(Location identification entries)
※ ※ ※

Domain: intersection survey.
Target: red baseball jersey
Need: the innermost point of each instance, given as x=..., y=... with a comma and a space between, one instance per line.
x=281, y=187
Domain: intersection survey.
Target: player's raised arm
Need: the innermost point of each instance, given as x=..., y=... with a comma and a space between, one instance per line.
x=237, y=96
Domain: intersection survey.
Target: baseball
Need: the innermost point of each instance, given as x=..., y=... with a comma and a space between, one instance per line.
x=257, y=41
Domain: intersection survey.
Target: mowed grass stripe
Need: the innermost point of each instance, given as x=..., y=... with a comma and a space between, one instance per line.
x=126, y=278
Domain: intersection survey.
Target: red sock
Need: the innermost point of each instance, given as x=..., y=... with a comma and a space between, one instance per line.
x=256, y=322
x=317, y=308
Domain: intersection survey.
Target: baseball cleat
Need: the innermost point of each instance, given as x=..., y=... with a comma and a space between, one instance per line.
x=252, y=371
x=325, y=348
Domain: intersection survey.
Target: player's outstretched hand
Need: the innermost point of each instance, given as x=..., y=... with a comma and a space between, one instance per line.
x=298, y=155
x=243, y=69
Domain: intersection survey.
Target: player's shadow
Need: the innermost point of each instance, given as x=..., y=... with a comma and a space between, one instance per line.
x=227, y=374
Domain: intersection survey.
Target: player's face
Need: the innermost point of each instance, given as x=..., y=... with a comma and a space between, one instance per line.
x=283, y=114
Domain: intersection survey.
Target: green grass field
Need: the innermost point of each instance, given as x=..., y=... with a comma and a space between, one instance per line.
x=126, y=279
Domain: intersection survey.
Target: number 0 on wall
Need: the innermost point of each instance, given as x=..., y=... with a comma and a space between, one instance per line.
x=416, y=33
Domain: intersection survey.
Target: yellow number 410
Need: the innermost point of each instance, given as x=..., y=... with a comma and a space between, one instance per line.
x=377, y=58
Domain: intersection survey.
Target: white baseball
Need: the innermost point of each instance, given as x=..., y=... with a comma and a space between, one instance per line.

※ ※ ※

- EXERCISE REQUIREMENTS
Please render the rows as a Markdown table with the columns "No." and "Line", beginning at the first line of the rows and stopping after the line that contains "x=237, y=96". Leave out blank lines.

- OUTPUT
| No. | Line |
|---|---|
| 1 | Domain: intersection survey. |
| 2 | Target: red baseball jersey |
| 3 | Need: the innermost point of each instance, given as x=..., y=... with a comma and a space between, one instance per line. |
| 4 | x=281, y=187 |
| 5 | Domain: intersection survey. |
| 6 | Target: player's raised arm |
| 7 | Need: the innermost point of each instance, given as x=..., y=... with a comma and a space between, one instance per line. |
| 8 | x=237, y=96 |